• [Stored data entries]

================================

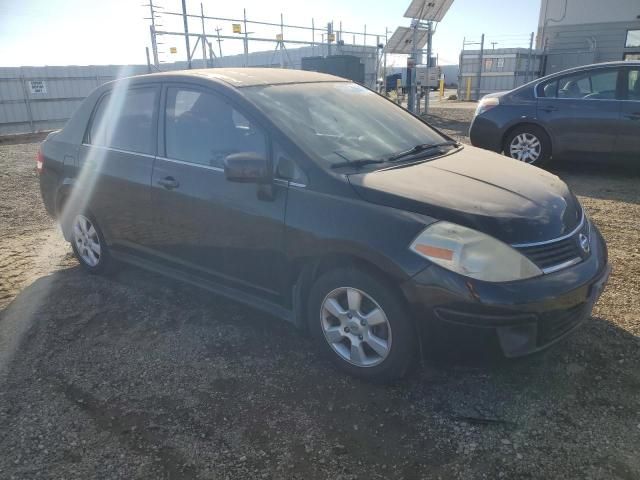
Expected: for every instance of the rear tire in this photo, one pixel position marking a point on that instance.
(529, 144)
(362, 325)
(88, 244)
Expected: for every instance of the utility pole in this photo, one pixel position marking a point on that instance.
(152, 31)
(526, 77)
(281, 41)
(480, 68)
(377, 86)
(186, 32)
(384, 68)
(411, 68)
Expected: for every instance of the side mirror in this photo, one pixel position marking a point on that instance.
(246, 167)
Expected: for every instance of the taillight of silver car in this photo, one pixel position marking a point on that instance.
(486, 104)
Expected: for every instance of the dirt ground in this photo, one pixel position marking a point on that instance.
(132, 376)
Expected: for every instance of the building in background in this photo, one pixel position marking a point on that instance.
(572, 33)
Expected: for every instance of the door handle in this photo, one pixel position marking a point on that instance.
(169, 183)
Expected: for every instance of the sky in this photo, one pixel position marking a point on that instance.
(98, 32)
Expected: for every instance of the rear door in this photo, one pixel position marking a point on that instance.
(116, 161)
(581, 111)
(628, 142)
(202, 222)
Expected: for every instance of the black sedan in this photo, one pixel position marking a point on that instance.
(324, 203)
(586, 113)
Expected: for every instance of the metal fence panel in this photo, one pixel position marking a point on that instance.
(43, 98)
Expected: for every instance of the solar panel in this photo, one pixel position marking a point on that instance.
(401, 40)
(428, 10)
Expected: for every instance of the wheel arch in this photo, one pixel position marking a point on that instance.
(307, 270)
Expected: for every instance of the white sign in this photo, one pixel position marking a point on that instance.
(37, 86)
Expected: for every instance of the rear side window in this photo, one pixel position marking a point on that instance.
(204, 128)
(125, 121)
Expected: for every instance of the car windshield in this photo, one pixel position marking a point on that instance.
(342, 121)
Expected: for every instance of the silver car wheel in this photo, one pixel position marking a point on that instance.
(355, 327)
(525, 147)
(86, 240)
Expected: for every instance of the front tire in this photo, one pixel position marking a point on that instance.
(529, 144)
(88, 244)
(362, 325)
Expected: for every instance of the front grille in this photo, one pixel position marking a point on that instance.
(551, 254)
(555, 324)
(564, 252)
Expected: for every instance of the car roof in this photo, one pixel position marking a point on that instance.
(249, 77)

================================

• [TASK TO COMPLETE] I'd like the records above given again exactly, please, without the pictures.

• [ANSWER TO THIS TASK]
Expected: for every instance of the rear tire in this photo, one pixel position marking a point on that instance.
(529, 144)
(362, 325)
(88, 244)
Expected: for every instance of the utility pole in this photo, one pixel position marking a point on that instance.
(152, 31)
(526, 77)
(281, 41)
(480, 68)
(377, 86)
(186, 32)
(384, 68)
(411, 68)
Expected: for every instance of the side mirror in this photo, one pixel position marking a point on that instance.
(246, 167)
Expected: for every instance of the taillight of silver car in this photo, one pixel position marking a point on that instance.
(486, 104)
Expected: for every instance of the dirt ground in this photo, one pixel position marking a point on that instance.
(132, 376)
Expected: for every instance of the building in background in this photo, one pixel position marking a point on that instance.
(572, 33)
Expected: for every instance of the door handle in this photo, one pixel position marking a point on that instance.
(169, 183)
Expected: for every instance of the sky in this photo, one pixel position marking a point on that instance.
(98, 32)
Expected: for every instance of the rear door in this photo, one pixel position marking a point on that instance.
(116, 161)
(581, 111)
(628, 142)
(202, 222)
Expected: for every instance of the black sedan in this photo, one pixel position marking a point on that instance.
(324, 203)
(586, 113)
Expected: for every instance of the metal fence panel in this photo, one pixel position marking a point on that instance.
(43, 98)
Expected: for every instance of the solar panel in this photo, one pixel position marking a point on that instance.
(401, 40)
(428, 10)
Expected: for every instance of the wheel arch in this photo, one pixel position marking a point on that instance.
(307, 270)
Expected: for every instance of the white sign in this photo, one pixel position marking a point on that instance.
(37, 86)
Expected: for every instance of the rear side window in this photo, one pixel position marking a point on that instance.
(204, 128)
(125, 121)
Expected: for every instance of the car windshield in this photo, one pixel position marking a point on that instance.
(342, 121)
Expected: for every instance of the silver car wheel in this photo, one pixel position marking a point on that instance.
(355, 327)
(525, 147)
(86, 240)
Expected: for every instance of the front tire in this photo, one pixel position marking a point on that instance.
(529, 144)
(88, 244)
(362, 325)
Expected: for every instance of the front grille in this photo, one pixel position marking a point on that instance.
(551, 254)
(555, 324)
(564, 252)
Expected: for every instance of the car roof in this photo, one pixel position marking a point on that instance.
(249, 77)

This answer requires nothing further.